▶ The task
For every entry, reproduce the wording exactly and omit any image it holds.

Input START

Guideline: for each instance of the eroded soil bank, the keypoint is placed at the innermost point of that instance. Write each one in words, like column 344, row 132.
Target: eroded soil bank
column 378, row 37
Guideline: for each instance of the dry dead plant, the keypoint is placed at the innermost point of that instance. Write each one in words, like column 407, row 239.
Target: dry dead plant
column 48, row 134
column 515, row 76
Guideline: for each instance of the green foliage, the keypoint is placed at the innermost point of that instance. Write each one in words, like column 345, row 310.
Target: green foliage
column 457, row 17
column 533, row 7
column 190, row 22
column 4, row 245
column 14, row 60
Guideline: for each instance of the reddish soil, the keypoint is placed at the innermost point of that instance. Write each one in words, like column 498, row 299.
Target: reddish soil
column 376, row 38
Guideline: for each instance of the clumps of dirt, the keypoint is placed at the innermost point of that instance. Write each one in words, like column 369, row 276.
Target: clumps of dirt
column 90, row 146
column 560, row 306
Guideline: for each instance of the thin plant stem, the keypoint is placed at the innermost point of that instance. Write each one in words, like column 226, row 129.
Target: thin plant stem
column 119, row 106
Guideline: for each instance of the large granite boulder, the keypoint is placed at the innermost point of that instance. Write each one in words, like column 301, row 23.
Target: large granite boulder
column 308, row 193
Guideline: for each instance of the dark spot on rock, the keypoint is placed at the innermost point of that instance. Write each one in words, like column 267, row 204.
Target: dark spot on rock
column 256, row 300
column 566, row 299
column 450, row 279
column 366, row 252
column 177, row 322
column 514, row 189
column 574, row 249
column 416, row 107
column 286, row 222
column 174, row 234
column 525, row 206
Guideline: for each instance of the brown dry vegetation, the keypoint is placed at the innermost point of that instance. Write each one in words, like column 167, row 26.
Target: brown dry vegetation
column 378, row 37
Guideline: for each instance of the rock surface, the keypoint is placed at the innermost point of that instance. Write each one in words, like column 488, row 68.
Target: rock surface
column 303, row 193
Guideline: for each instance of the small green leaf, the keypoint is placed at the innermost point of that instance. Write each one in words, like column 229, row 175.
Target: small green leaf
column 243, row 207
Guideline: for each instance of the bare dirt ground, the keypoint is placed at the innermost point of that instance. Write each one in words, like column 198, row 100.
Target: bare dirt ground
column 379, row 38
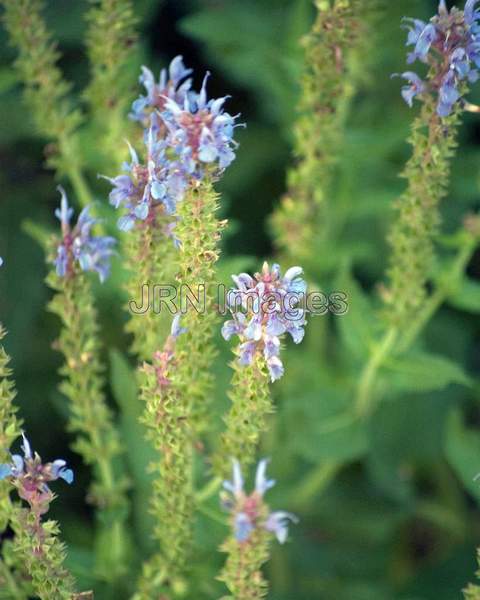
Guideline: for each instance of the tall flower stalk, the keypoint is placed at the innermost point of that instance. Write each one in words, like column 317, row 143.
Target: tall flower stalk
column 448, row 46
column 328, row 83
column 9, row 425
column 46, row 91
column 12, row 572
column 252, row 523
column 110, row 39
column 169, row 207
column 97, row 439
column 472, row 592
column 36, row 542
column 264, row 308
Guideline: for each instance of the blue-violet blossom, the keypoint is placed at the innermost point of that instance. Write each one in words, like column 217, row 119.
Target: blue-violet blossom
column 249, row 511
column 200, row 132
column 450, row 45
column 147, row 191
column 265, row 307
column 173, row 83
column 31, row 477
column 79, row 245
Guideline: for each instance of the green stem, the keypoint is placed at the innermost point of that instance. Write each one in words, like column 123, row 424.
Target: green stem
column 314, row 483
column 209, row 490
column 74, row 173
column 15, row 592
column 439, row 295
column 364, row 398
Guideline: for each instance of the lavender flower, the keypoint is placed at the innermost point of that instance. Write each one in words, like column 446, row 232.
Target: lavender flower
column 264, row 308
column 172, row 84
column 200, row 132
column 250, row 512
column 450, row 45
column 416, row 87
column 162, row 358
column 147, row 190
column 92, row 253
column 31, row 477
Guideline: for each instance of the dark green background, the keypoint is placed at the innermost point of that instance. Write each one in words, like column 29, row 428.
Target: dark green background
column 400, row 522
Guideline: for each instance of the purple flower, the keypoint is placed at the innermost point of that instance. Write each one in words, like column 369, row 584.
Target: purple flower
column 172, row 84
column 200, row 132
column 79, row 245
column 250, row 512
column 416, row 87
column 150, row 190
column 264, row 308
column 277, row 523
column 450, row 45
column 31, row 477
column 176, row 329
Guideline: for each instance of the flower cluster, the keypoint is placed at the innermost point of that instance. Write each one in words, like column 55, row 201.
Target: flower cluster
column 265, row 307
column 163, row 358
column 79, row 245
column 146, row 191
column 200, row 132
column 450, row 45
column 250, row 512
column 31, row 477
column 172, row 84
column 187, row 137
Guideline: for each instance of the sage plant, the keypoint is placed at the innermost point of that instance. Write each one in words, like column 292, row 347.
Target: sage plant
column 79, row 251
column 36, row 541
column 328, row 83
column 264, row 308
column 171, row 209
column 448, row 48
column 252, row 526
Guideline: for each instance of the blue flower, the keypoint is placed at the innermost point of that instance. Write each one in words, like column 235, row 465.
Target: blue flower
column 416, row 87
column 146, row 191
column 249, row 511
column 264, row 308
column 172, row 84
column 79, row 245
column 200, row 132
column 277, row 523
column 450, row 44
column 176, row 329
column 31, row 474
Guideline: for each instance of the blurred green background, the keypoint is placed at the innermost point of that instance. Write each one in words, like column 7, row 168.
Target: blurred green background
column 400, row 520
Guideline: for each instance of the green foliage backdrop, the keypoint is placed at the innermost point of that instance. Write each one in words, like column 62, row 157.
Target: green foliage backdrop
column 388, row 507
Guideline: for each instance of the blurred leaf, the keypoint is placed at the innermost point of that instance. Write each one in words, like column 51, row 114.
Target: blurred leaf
column 462, row 449
column 139, row 452
column 467, row 296
column 358, row 326
column 422, row 372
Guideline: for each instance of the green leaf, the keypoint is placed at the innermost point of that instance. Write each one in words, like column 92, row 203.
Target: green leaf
column 325, row 429
column 467, row 296
column 462, row 449
column 422, row 372
column 139, row 453
column 358, row 326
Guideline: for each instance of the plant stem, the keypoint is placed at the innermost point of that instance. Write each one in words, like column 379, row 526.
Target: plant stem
column 364, row 398
column 314, row 483
column 74, row 173
column 210, row 489
column 439, row 295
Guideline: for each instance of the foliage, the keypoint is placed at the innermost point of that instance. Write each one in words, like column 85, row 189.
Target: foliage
column 373, row 432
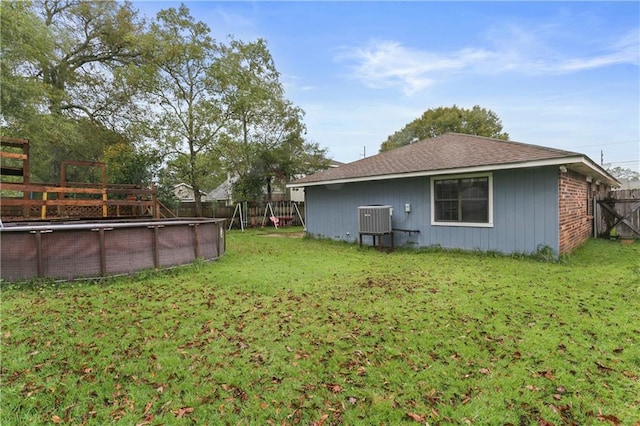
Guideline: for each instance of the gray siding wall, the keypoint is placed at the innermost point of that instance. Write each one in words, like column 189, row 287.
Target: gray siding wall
column 525, row 212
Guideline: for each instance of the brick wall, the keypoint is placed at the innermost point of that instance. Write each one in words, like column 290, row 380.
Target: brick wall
column 575, row 210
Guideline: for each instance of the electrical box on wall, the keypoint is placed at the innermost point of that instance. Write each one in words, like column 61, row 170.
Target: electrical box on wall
column 375, row 219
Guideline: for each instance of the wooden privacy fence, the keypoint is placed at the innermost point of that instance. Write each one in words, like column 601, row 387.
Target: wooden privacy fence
column 620, row 210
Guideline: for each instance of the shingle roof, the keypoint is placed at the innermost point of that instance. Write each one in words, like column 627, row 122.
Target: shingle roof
column 444, row 153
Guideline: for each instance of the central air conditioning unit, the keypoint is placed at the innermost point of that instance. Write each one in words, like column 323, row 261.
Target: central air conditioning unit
column 375, row 220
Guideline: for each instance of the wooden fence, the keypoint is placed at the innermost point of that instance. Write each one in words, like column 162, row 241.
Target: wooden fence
column 619, row 214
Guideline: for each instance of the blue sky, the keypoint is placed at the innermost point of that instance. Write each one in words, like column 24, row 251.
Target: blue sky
column 559, row 74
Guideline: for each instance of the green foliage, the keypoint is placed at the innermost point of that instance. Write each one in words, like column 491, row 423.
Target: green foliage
column 476, row 121
column 90, row 81
column 290, row 330
column 622, row 173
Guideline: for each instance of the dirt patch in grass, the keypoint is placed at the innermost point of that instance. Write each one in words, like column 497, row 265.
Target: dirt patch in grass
column 286, row 235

Input END

▶ Response
Guideline: for each instance of the eroded soil bank, the keypoint is placed at the innermost point of that instance. Write each one in words, like column 344, row 132.
Target: eroded soil bank
column 378, row 37
Guideline: for each instance of the dry dead plant, the keypoint is placed at the innermost point of that instance. Write each one in words, like column 407, row 239.
Target: dry dead plant
column 48, row 134
column 515, row 76
Guideline: for each instance of the green foliage, the keypoint is placed at the innermost point of that instance. Write each one in words, like column 345, row 310.
Target: green foliage
column 457, row 17
column 533, row 7
column 190, row 22
column 4, row 245
column 14, row 60
Guideline: for each instance of the reddish soil, the keypoint is placed at the innermost point of that instance. Write each one in words, like column 498, row 299.
Target: reddish soil
column 376, row 38
Guideline: for each instance of the clumps of dirt, the keypoint is placed at the innermost point of that instance. Write each one in words, like column 369, row 276.
Target: clumps of dirt
column 90, row 146
column 560, row 306
Guideline: for each instance of the thin plant stem, the keypoint is placed at the innermost point of that instance. Write each one in words, like column 226, row 129.
Target: thin plant stem
column 119, row 106
Guideline: for each instance of the large granite boulder, the keypoint is placed at the innermost point of that instance. Write each one in words, like column 301, row 23.
Target: large granite boulder
column 308, row 193
Guideline: for each instance of the dark spot on rock, the keypoint is placed at the innermost point of that instance. Write each one in words, like column 267, row 204.
Target: dark spot on rock
column 256, row 300
column 566, row 299
column 450, row 279
column 366, row 252
column 177, row 322
column 514, row 189
column 574, row 249
column 416, row 107
column 286, row 222
column 174, row 234
column 525, row 206
Guideline: for each instance of the brown dry vegetation, the keypoint is placed at the innermost point of that instance. Write each one in words, like column 167, row 26.
Target: brown dry vegetation
column 378, row 37
Guideline: for each instance of the rock surface, the keypoint is placed at the innermost point of that instance. Write each one in words, like column 488, row 68.
Target: rock surface
column 303, row 193
Guideline: for each instance of the small green leaf, the keypoint is placed at the innermost point of that instance. Write each one in words, like column 229, row 175.
Target: small green leaf
column 243, row 207
Guideline: for each instance of the bare dirt ground, the keypoint is placed at the innermost point of that instance. Write each one in words, like column 198, row 100.
Target: bare dirt ground
column 379, row 38
Guideline: for each instance of the tall flower stalk, the keypoint is placed at the innermost point of that instance. Write each one in words, like column 317, row 143.
Target: tall flower stalk
column 448, row 46
column 328, row 83
column 9, row 425
column 46, row 91
column 12, row 572
column 252, row 523
column 110, row 39
column 169, row 207
column 97, row 439
column 472, row 592
column 36, row 542
column 264, row 308
Guideline: for each instance of the blue-violet blossom, the keypoint is placed at the innermost point of that instance. Write each one in words, like column 217, row 119.
Target: blue-violet blossom
column 249, row 511
column 200, row 132
column 450, row 45
column 147, row 191
column 265, row 307
column 173, row 83
column 31, row 477
column 79, row 245
Guideline: for each instance of the green stem, the keypoint is placed at the innermost point of that instance. Write each one in words, like column 123, row 424.
Target: green stem
column 314, row 483
column 209, row 490
column 74, row 173
column 15, row 592
column 439, row 295
column 364, row 398
Guideline: for each instance of the lavender flower, the keypoint is placed at the innermost point of that instance. Write each one in words, like column 446, row 232.
Target: lavender flower
column 264, row 308
column 172, row 84
column 200, row 132
column 250, row 512
column 450, row 45
column 416, row 87
column 162, row 358
column 147, row 190
column 92, row 253
column 31, row 477
Guideline: for each instance of the dark green background, the keypoint is placed at the innermost point of that instance. Write each one in words, like column 29, row 428.
Target: dark green background
column 400, row 522
Guideline: for each instance of the purple flower, the keypoint is placed at the innermost point of that instance. Write each one in words, like column 369, row 584.
Target: purple flower
column 172, row 84
column 200, row 132
column 79, row 245
column 250, row 512
column 416, row 87
column 150, row 190
column 264, row 308
column 277, row 523
column 450, row 45
column 31, row 477
column 176, row 329
Guideline: for each instance of the flower cluster, the keypoint is placed at the innermost point of that instance. Write each one in words, like column 55, row 201.
Target: flower cluster
column 265, row 307
column 163, row 358
column 79, row 245
column 146, row 191
column 200, row 132
column 450, row 45
column 250, row 512
column 31, row 477
column 172, row 84
column 187, row 137
Guideline: for each instance of the sage plant, the keypoint is placed at the innermost point of that instance. Write each one in words, like column 292, row 347.
Target: sage plant
column 79, row 251
column 36, row 541
column 328, row 83
column 264, row 308
column 171, row 209
column 448, row 48
column 252, row 526
Guideline: for each instance of the blue flower, the keypoint is placed at the innermost point of that instance. Write each one in words, like column 235, row 465.
Target: blue flower
column 416, row 87
column 146, row 191
column 249, row 511
column 264, row 308
column 172, row 84
column 79, row 245
column 200, row 132
column 277, row 523
column 450, row 44
column 176, row 329
column 31, row 474
Guideline: for each instance of the blurred green background, the keypoint is placed at the innermost point of that instance. Write each one in words, like column 7, row 168.
Target: blurred green background
column 400, row 520
Guideline: for each instance of the green foliage backdrop, the keypoint is placed at the innermost point of that instance. Write each one in words, like column 62, row 157.
Target: green foliage backdrop
column 388, row 507
Guideline: for each instance of the blurred leaf, the keypoint is placed at the innermost point of that instance. Write each one in words, like column 51, row 114.
Target: blurred leaf
column 462, row 449
column 139, row 452
column 467, row 296
column 358, row 326
column 422, row 372
Guideline: for each instance of the green leaf, the keypoint is placed at the innermost point of that instance. Write each one in words, like column 92, row 203.
Target: green leaf
column 325, row 429
column 467, row 296
column 462, row 449
column 422, row 372
column 139, row 453
column 358, row 326
Guideline: for each instance of the plant stem, the keypoint is placed at the innermost point of that instance. Write each one in words, like column 379, row 526.
Target: plant stem
column 364, row 398
column 314, row 483
column 74, row 173
column 210, row 489
column 439, row 295
Guideline: for each instance of the foliage, the keypoint is placed at the innermost point of that instance. Write each one in words, like column 85, row 189.
Target: foliage
column 373, row 432
Guideline: for each instance of the gray siding wall, the keypoint is placed at the innermost point of that instance. Write each one in words, like column 189, row 287.
Target: gray siding wall
column 525, row 212
Guideline: for each instance of the brick wall, the keypoint is placed at the innermost point of that instance. Write each one in words, like column 290, row 380.
Target: brick wall
column 575, row 210
Guideline: for each instance of the electrical box on wall, the keypoint is placed at the innermost point of that instance. Write each one in words, like column 61, row 170.
Target: electrical box on wall
column 375, row 219
Guideline: for each instance of the wooden privacy fence, the keypoint is placed at the innermost point of that instance. Write each one in words, like column 601, row 387.
Target: wooden privacy fence
column 620, row 210
Guideline: for each instance of the shingle roof, the keypoint is placed at the innermost point of that instance. Write each one in words, like column 627, row 122.
Target: shingle roof
column 444, row 153
Guideline: for each instance of the central air conditioning unit, the keypoint is placed at the innermost point of that instance. Write each one in words, like column 323, row 261.
Target: central air conditioning unit
column 375, row 220
Guideline: for each instance of the wooden fence, the keypoint is placed at the innermost point of that instance. Write each one in words, like column 162, row 241.
Target: wooden fence
column 619, row 214
Guideline: for each instance of the blue sky, the keypoint is placed at the innermost point of that instance. Write each one in words, like column 24, row 251.
Target: blue sky
column 559, row 74
Guideline: for each instance of the green foliage, the keypoint is placed at the innermost point of that instance. Write each one in words, like column 491, row 423.
Target: green foliage
column 476, row 121
column 90, row 81
column 290, row 330
column 622, row 173
Guideline: for each instance of the dirt patch in grass, the keypoint is placed at the innermost point of that instance. Write each one in words, like column 497, row 265.
Target: dirt patch in grass
column 286, row 235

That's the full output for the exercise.